# [Task instructions]
Put the lines below, starting at the line containing "task: provide the outline of the moss-covered" and ending at the line containing "[[[72,93],[63,97],[62,100],[85,100],[85,98],[78,95],[77,93]]]", into a Markdown table with the columns Row and Line. Number each row and skip any blank lines.

# [Provided records]
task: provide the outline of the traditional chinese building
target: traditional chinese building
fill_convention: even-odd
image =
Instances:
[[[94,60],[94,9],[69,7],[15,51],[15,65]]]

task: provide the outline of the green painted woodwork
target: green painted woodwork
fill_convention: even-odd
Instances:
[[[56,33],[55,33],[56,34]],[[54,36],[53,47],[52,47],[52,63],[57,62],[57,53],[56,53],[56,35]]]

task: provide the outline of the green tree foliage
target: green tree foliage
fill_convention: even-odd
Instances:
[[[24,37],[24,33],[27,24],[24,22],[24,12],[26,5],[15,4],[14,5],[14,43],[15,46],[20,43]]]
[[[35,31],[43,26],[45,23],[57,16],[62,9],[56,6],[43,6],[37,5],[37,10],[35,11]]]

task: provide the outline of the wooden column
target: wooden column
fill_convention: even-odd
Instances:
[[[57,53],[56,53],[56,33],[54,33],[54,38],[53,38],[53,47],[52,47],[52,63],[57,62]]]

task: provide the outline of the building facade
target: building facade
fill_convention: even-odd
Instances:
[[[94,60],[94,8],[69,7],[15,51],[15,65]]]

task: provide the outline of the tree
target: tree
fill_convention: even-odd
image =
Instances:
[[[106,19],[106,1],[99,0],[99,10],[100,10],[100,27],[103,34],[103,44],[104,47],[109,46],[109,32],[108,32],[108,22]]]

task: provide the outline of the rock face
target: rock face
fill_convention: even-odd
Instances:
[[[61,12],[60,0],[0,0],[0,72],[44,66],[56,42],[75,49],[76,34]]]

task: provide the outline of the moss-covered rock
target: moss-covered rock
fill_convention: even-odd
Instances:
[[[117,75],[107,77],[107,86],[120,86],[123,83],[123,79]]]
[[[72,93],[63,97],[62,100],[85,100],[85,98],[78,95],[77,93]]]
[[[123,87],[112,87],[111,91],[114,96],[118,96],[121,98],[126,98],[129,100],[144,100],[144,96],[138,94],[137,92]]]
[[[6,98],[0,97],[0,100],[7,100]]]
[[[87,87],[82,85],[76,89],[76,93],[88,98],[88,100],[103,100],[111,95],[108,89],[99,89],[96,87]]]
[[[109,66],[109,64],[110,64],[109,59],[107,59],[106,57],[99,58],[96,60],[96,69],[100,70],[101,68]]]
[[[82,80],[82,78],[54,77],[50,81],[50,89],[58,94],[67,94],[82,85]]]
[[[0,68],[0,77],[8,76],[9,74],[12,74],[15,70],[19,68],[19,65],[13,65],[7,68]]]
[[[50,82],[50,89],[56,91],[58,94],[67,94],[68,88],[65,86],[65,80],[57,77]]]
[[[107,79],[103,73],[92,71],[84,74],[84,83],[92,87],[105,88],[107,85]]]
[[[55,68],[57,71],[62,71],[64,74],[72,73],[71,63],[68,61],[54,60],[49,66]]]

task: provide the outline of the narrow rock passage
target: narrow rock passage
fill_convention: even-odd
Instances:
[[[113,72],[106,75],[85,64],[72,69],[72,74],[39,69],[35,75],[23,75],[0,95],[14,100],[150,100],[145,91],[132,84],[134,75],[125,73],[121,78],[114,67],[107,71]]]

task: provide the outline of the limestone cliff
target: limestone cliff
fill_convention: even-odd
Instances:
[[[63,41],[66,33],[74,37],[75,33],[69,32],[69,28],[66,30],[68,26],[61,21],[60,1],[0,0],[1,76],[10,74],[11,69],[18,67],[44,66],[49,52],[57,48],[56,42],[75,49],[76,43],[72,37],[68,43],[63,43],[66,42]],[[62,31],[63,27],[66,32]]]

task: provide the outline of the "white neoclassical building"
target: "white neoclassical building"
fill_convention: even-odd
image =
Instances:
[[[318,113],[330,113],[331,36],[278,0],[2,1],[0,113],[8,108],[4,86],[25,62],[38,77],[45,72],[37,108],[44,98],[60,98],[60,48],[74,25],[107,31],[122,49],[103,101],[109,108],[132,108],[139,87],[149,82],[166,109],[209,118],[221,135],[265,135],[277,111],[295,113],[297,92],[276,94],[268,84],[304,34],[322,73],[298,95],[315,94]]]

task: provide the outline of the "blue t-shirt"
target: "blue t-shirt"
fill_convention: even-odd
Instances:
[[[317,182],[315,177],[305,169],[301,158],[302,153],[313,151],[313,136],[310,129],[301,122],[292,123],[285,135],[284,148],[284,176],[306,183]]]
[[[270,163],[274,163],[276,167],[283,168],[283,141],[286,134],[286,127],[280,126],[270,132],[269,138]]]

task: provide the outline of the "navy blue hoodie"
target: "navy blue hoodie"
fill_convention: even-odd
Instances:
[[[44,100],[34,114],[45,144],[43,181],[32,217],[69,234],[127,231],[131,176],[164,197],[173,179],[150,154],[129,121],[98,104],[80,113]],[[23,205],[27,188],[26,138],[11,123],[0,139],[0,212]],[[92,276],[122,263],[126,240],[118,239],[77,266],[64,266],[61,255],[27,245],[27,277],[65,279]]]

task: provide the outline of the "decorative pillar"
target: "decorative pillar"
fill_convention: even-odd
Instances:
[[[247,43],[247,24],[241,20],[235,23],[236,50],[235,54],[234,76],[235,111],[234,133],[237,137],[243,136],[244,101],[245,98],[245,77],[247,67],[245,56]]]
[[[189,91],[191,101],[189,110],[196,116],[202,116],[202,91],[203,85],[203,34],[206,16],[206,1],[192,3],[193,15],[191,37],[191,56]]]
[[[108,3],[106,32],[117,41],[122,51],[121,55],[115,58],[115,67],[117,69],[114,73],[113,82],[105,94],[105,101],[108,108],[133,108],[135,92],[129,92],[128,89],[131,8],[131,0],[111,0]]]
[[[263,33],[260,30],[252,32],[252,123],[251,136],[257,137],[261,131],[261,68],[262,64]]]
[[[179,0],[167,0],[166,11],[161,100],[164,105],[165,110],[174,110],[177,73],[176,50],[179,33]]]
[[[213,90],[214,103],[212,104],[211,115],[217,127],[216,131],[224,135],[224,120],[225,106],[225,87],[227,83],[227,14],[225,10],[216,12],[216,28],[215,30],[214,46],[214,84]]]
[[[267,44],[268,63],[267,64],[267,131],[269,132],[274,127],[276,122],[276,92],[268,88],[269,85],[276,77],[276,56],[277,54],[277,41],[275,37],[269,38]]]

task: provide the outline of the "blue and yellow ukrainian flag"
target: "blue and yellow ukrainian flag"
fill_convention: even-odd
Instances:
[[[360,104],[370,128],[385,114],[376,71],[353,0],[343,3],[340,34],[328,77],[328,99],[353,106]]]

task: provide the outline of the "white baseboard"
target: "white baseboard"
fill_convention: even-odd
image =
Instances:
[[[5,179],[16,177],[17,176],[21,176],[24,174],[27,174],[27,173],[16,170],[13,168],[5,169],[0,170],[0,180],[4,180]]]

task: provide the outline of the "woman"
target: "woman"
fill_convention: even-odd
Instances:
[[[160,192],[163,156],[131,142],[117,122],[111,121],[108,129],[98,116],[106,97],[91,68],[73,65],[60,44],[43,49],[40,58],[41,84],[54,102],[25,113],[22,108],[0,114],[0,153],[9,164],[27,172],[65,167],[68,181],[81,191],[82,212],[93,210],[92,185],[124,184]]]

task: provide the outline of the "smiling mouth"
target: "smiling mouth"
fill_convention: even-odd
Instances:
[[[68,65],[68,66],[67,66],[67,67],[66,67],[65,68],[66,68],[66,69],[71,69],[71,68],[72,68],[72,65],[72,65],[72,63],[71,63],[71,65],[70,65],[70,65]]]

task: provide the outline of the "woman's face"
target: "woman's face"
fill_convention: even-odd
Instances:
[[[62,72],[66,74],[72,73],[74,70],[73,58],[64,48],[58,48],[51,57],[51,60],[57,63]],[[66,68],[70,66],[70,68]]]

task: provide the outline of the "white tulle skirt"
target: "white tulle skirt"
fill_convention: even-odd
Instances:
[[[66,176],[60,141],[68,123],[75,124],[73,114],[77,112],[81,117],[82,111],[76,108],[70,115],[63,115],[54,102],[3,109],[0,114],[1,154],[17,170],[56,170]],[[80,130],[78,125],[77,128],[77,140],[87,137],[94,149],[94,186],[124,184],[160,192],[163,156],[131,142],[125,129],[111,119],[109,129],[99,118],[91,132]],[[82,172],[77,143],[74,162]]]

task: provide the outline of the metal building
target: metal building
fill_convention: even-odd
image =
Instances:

# [Answer for this exercise]
| Row | Line |
|---|---|
| 1 | task: provide the outline of the moss-covered rock |
| 2 | target: moss-covered rock |
| 3 | fill_convention: even-odd |
| 4 | Instances: |
| 5 | [[[117,75],[107,77],[107,86],[120,86],[123,83],[123,79]]] |
| 6 | [[[72,93],[63,97],[62,100],[85,100],[85,98],[78,95],[77,93]]] |